= OBJECTIVES =
1. In the passage about career life insurance agencies, what chance does the writer give that a new agent will be gone before four years are up?
2. Carry on the passage about career life insurance agencies, picking up after its last sentence.
***** SUPPLIED PASSAGE *****
Your career agency is very slick by getting you to think that lead prospecting and insurance sales career endurance are the same. Sly, clever, deceiving, crafty, cunning, sneaky, misleading, and devious. These are terms you may blurt out after looking behind the scenes. (omitted here are all the 4 letter words)

The career life insurance agency located in a modern suburban office looks like the ideal place to call home. But is it? Have you been warned before studying for your insurance license that there's more than a 90% chance that you will be long gone before 4 years are up. Tomorrow ask your sales manager this question and wait for the response. I am sure the answer will highly revised.

Ask yourself why are they willing to pay a sales manager to guide you and pay office rent for a cubicle to do busy work? Why do they initially money subsidize your commissions before releasing you on my own? Why are you required to learn the sales presentation book visual and canned sales speech word for word? Variations are strictly prohibited.

What has their 100 years of experience taught them? Pick the one that sounds most logical to you. My Insurance company is out to make the most money they can from agents and dividends. My sales manager and insurance company is going to do everything possible to keep me from failing.
***** DATA EXTRACT *****
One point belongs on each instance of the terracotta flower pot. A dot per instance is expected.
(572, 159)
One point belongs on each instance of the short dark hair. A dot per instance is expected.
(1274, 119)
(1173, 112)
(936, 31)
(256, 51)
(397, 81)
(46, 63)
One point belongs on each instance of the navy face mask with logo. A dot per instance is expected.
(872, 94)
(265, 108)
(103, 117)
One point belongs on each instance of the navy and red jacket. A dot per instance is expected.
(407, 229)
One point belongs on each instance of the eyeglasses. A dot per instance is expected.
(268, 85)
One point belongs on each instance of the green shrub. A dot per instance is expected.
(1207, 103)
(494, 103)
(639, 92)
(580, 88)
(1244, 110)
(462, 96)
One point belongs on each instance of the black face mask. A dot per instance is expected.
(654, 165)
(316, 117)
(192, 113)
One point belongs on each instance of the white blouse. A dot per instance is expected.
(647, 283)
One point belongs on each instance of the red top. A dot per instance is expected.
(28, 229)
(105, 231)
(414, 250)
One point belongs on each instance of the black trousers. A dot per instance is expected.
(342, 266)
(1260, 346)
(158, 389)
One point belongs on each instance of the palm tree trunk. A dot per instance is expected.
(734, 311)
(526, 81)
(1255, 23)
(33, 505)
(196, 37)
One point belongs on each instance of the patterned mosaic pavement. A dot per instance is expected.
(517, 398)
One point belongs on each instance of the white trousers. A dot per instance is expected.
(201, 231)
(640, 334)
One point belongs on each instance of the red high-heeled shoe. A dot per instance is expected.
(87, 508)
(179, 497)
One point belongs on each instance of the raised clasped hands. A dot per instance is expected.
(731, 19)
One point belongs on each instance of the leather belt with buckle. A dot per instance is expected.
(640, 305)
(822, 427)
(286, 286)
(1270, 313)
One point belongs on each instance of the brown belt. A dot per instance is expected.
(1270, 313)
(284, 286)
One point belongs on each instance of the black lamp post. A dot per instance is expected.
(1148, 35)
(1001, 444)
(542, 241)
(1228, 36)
*****
= OUTPUTS IN ORDER =
1. More than a 90% chance.

2.
Do they actually want you to fail? NO COMMENT Right now just look at the agency lead system, which I call "the train to nowhere", to one of those with insurance agent careers.

First is the infamous "100 man list". Before you start selling you are required to fully complete this form of names, addresses, phones, and how you know them. The sales manger says you will sell half and receive 3 referrals on each sale - an endless supply. Off this list, you might make a few sales, often from a relative trying to give you a break. The lesson to learn is just because a person is a friend or relative, it does not obligate them to buy.

Your sales manager should take you to see how easy selling life insurance is. He received his lead from the General Manager for a couple wanting to buy insurance. Don't be shocked if he does not take his sales presentation book in with him. Bite your tongue when the sales manager's presentation is nothing like you had to learn word for word, and not a single word different. The lesson you really learned is only the sales managers get true leads.

Wow, look at bonus policy owner leads! At the meeting the sales manager said he has a ton of leads to boost your production back up. Each of the dozen salespeople received a whopping stack of 50 leads. Your sales manager says that because they are current policyholders, they would be easy buyers. Fantastic, you day has come and your commissions should flow.

Did you know this fact? The sales manager has already spent a day cherry picking the card information, taking best few for himself. Why not? All the other sales managers do it.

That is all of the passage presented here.